BEGIN Text provided

We’ve lived so long under the spell of hierarchy—from god-kings to feudal lords to party bosses—that only recently have we awakened to see not only that “regular” citizens have the capacity for self-governance, but that without their engagement our huge global crises cannot be addressed. The changes needed for human society simply to survive, let alone thrive, are so profound that the only way we will move toward them is if we ourselves, regular citizens, feel meaningful ownership of solutions through direct engagement. Our problems are too big, interrelated, and pervasive to yield to directives from on high.
—Frances Moore Lappé, excerpt from Time for Progressives to Grow Up

Saturday, January 3, 2015

The End of Endless Growth: Part 2

Click here to access article by Nafeez Ahmed from Motherboard. 
The pseudo-debate over whether 2015 entails recession or recovery overlooks the bigger picture: that the global economic crisis is simply a stage in the long decline of a paradigm that has outlasted its usefulness.

Far from being all doom and gloom, continuing global economic fragility is symptomatic of a fundamental shift in the very nature of civilization itself. The new era of slow growth and austerity has emerged because the biosphere is forcing us to adapt to the consequences of breaching environmental limits.

This fundamental shift has also brought about significant changes that offer profound opportunities for systemic transformation that could benefit humanity and the planet. These five interlinked revolutions in information, food, energy, finance and ethics are opening up opportunities for communities to co-create new ways of being that work for everyone. This year we could discover that the very disruption of capitalism itself is part of a major tipping point in the transition to a new post-industrial, post-capitalist paradigm.

END Text provided

Things to do:
(A) Using only the post about the end of endless growth shown above, decide whether each statement agrees with it. Answer yes or no for each, quoting the deciding words.
(i) The post lists five interlinked revolutions, one of them in finance.
(ii) The Lappé excerpt holds that our problems can be solved by directives from on high.
(iii) The post attributes the new era of slow growth and austerity to a failed financial policy.
(B) Answer these questions from the post about the end of endless growth shown above.
(i) What is the title of the piece from which the Lappé excerpt is taken?
(ii) What date is given for the entry?
(iii) What kind of paradigm does the post say the transition could lead to?

BEGIN Dataset content

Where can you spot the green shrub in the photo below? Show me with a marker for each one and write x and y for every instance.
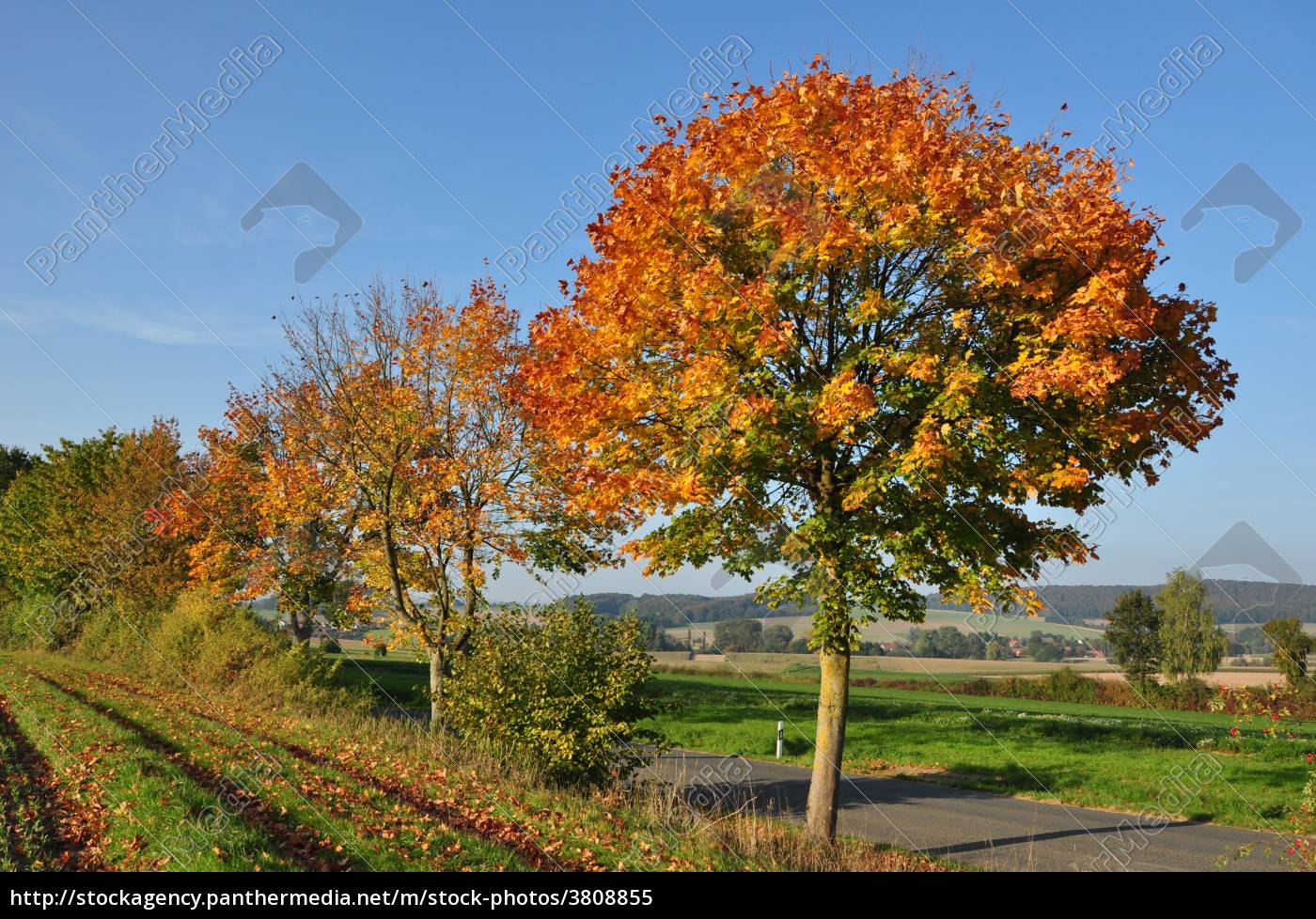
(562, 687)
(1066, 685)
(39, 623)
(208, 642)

END Dataset content
BEGIN Dataset content

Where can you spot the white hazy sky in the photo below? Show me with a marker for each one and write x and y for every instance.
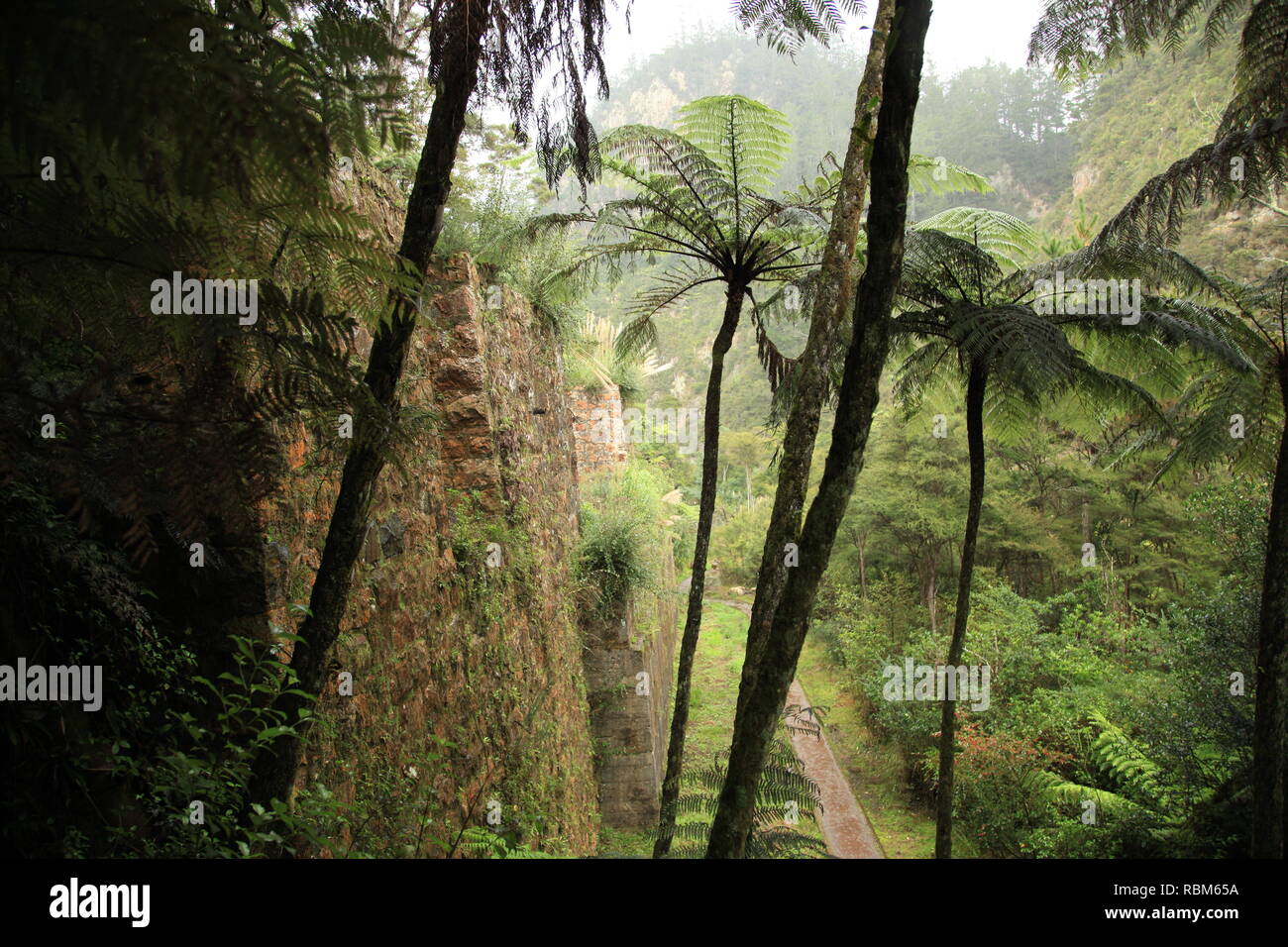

END Dataset content
BEGIN Dataset content

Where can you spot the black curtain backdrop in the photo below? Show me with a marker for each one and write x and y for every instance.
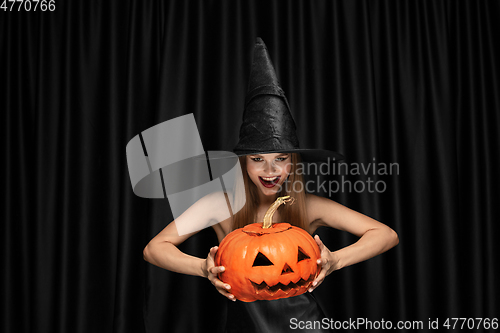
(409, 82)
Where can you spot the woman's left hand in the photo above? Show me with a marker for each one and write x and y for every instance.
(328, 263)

END Dataset content

Answers given:
(A)
(i) Yes: "These five interlinked revolutions in information, food, energy, finance and ethics"
(ii) No: "Our problems are too big, interrelated, and pervasive to yield to directives from on high."
(iii) No: "because the biosphere is forcing us to adapt to the consequences of breaching environmental limits"

(B)
(i) Time for Progressives to Grow Up
(ii) Saturday, January 3, 2015
(iii) A new post-industrial, post-capitalist paradigm